:: 本文
物産陳列館というと、デパートの物産展のような賑わいを想像しますが、
当時も多くの市民でにぎわっていたようです。
明治生まれの私の祖母は女学生の頃(大正時代)に
自分の書いた習字が入選し、そこに展示してもらったと、
かつて懐かしそうに語ってくれました。
晴れがましい気持ちでそれを家族で見に行ったそうです。
市民の憩いの場所でもあった物産陳列館は、
あのときを境に運命が変わってしまったのです。
たとえば いま、私たちが戦争に巻き込まれたら、
あなたや家族が休日に出かけるのが楽しみな場所、
その大好きな場所が爆撃を受けた施設となって
のちの人々に語られるようになってしまったとしたら、
それはどんなにか悲しくて、つらいことでしょう。
想像したくないことですが、
ドームこそ、その悲しい建物になってしまったのです。
::::
## 課題のねらい
本文によると、筆者の祖母は女学生の頃、物産陳列館に何が展示されたと語っていましたか。 このデータは使わなくてかまいません。
:: 提供データ
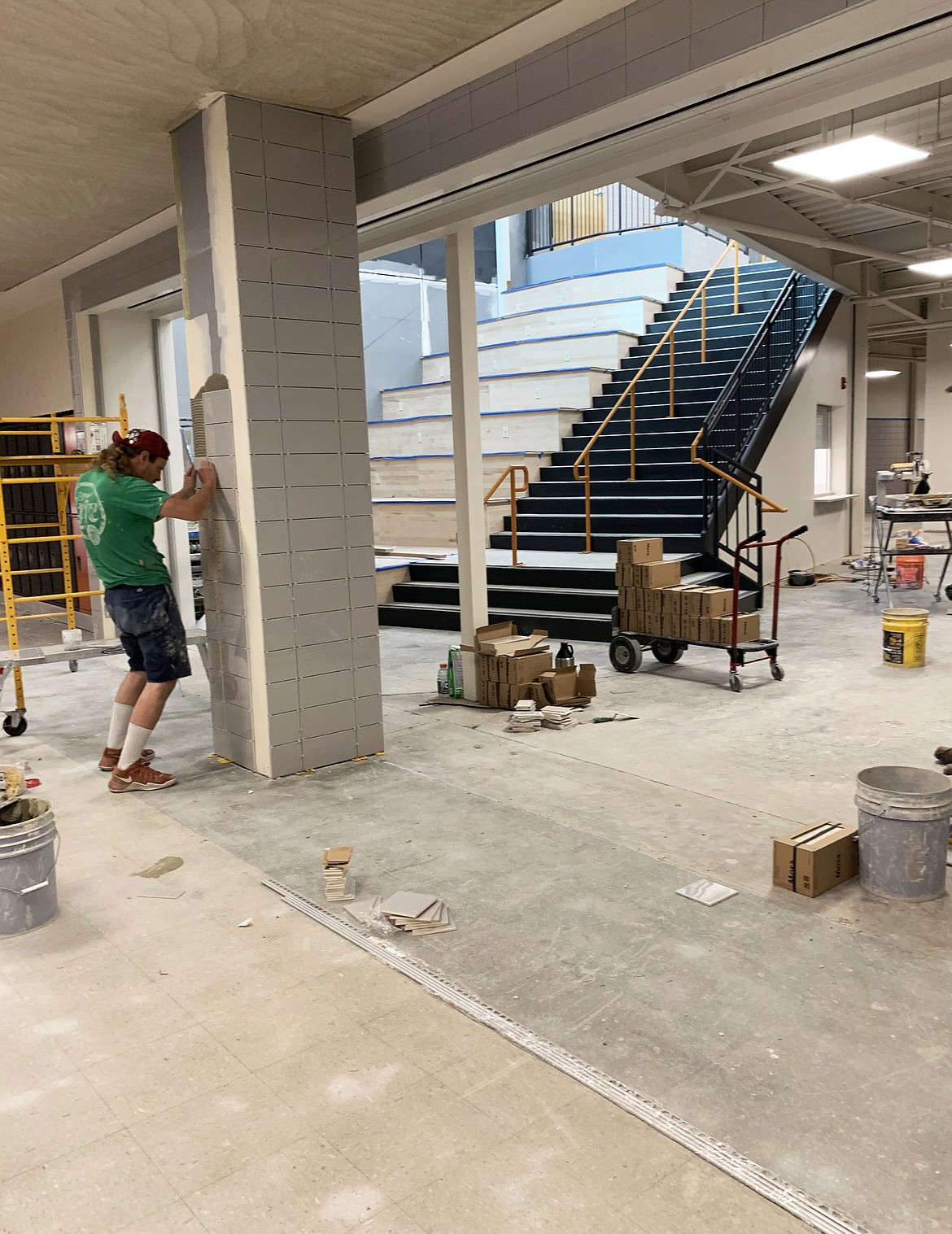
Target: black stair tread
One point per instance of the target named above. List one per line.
(513, 613)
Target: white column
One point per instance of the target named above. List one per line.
(467, 442)
(937, 411)
(857, 403)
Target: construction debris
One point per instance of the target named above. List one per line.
(417, 914)
(338, 881)
(525, 718)
(706, 892)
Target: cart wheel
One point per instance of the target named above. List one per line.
(666, 652)
(625, 654)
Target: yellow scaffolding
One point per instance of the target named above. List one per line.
(64, 470)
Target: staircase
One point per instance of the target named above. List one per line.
(670, 496)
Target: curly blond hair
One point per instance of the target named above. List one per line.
(114, 460)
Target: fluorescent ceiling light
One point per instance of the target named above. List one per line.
(844, 160)
(937, 268)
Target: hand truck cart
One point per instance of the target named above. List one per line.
(627, 649)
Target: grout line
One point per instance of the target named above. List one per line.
(718, 1154)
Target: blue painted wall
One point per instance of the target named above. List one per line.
(684, 247)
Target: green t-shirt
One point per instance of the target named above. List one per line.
(117, 520)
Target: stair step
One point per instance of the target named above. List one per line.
(624, 526)
(574, 542)
(592, 627)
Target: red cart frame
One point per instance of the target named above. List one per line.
(627, 648)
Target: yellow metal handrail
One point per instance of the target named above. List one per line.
(513, 491)
(629, 391)
(739, 484)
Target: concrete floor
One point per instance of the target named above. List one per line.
::::
## 解答例
入選した自分の習字です。